## Start INPUT RECORDS

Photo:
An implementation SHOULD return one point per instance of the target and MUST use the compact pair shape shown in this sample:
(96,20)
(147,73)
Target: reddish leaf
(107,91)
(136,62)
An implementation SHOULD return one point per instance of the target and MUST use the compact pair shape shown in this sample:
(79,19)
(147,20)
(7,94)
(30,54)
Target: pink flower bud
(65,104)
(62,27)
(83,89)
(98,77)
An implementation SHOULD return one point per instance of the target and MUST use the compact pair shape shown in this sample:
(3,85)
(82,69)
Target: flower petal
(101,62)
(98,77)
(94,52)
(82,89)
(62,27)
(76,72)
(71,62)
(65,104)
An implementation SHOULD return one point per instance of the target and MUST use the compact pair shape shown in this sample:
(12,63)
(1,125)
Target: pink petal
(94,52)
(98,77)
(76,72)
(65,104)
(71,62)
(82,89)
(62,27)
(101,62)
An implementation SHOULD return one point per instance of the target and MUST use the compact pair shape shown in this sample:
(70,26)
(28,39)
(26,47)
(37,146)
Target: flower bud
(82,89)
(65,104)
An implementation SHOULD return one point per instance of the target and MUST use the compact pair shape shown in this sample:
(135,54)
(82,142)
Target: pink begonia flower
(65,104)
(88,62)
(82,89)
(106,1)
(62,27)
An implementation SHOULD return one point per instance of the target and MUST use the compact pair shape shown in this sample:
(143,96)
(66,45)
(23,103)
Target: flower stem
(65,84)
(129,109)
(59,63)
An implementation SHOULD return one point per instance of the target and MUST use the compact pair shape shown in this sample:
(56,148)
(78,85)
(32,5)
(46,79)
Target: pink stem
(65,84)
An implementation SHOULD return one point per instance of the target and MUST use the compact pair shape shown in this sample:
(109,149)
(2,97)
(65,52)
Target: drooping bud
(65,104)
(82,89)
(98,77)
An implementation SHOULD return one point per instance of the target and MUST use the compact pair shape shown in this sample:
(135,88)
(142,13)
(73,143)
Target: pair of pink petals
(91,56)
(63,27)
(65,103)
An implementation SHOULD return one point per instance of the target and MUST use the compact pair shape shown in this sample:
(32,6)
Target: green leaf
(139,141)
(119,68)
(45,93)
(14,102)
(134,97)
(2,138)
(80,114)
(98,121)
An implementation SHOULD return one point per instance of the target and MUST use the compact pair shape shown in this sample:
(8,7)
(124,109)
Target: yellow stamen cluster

## End INPUT RECORDS

EXERCISE BRIEF:
Make a verbatim copy of every entry shown above.

THE ANSWER:
Photo:
An implementation SHOULD return one point per instance of the target and MUST use the compact pair shape shown in this sample:
(96,20)
(147,73)
Target: reddish leaf
(107,91)
(136,62)
An implementation SHOULD return one point per instance of the target and MUST use the compact pair shape shown in this sample:
(79,19)
(147,20)
(7,94)
(30,54)
Target: pink flower bud
(65,104)
(62,27)
(83,89)
(98,77)
An implementation SHOULD return one point per instance of the target and MUST use the compact pair shape shown in this sample:
(3,85)
(82,69)
Target: flower petal
(101,62)
(98,77)
(94,52)
(82,89)
(62,27)
(76,72)
(71,62)
(65,104)
An implementation SHOULD return one point per instance of the target and MUST use the compact pair shape shown in this sample:
(12,63)
(1,125)
Target: pink petal
(94,52)
(98,77)
(76,72)
(65,104)
(71,62)
(82,89)
(62,27)
(101,62)
An implementation SHOULD return one point per instance of the target and MUST use the compact pair shape shown in this sample:
(70,26)
(28,39)
(26,47)
(37,146)
Target: flower bud
(82,89)
(65,104)
An implementation SHOULD return one point per instance of the target and MUST use the compact pair shape shown in this sample:
(135,54)
(82,142)
Target: pink begonia flower
(65,104)
(88,62)
(82,89)
(106,1)
(62,27)
An implementation SHOULD return one point per instance of the target and MUST use the compact pair shape shown in this sample:
(143,96)
(66,45)
(23,103)
Target: flower stem
(65,84)
(129,109)
(59,63)
An implementation SHOULD return one point per instance of the target and MUST use the compact pair shape shown in this sample:
(56,148)
(78,85)
(32,5)
(46,79)
Target: pink stem
(65,84)
An implementation SHOULD return one point per instance of the target and MUST use the compact pair shape shown in this sample:
(109,149)
(2,97)
(65,52)
Target: drooping bud
(65,104)
(82,89)
(98,77)
An implementation SHOULD return one point per instance of the target and MUST use the compact pair shape shown in this sample:
(135,88)
(142,13)
(73,143)
Target: pair of pink petals
(91,56)
(63,27)
(65,103)
An implementation SHOULD return one point per instance of the target and MUST use the compact pair shape shown in this sample:
(32,6)
Target: green leaf
(139,141)
(119,68)
(45,93)
(14,102)
(134,97)
(2,138)
(80,114)
(98,121)
An implementation SHOULD return one point per instance of the target and MUST use the compact pair shape shown in this sample:
(8,7)
(124,109)
Target: yellow stamen cluster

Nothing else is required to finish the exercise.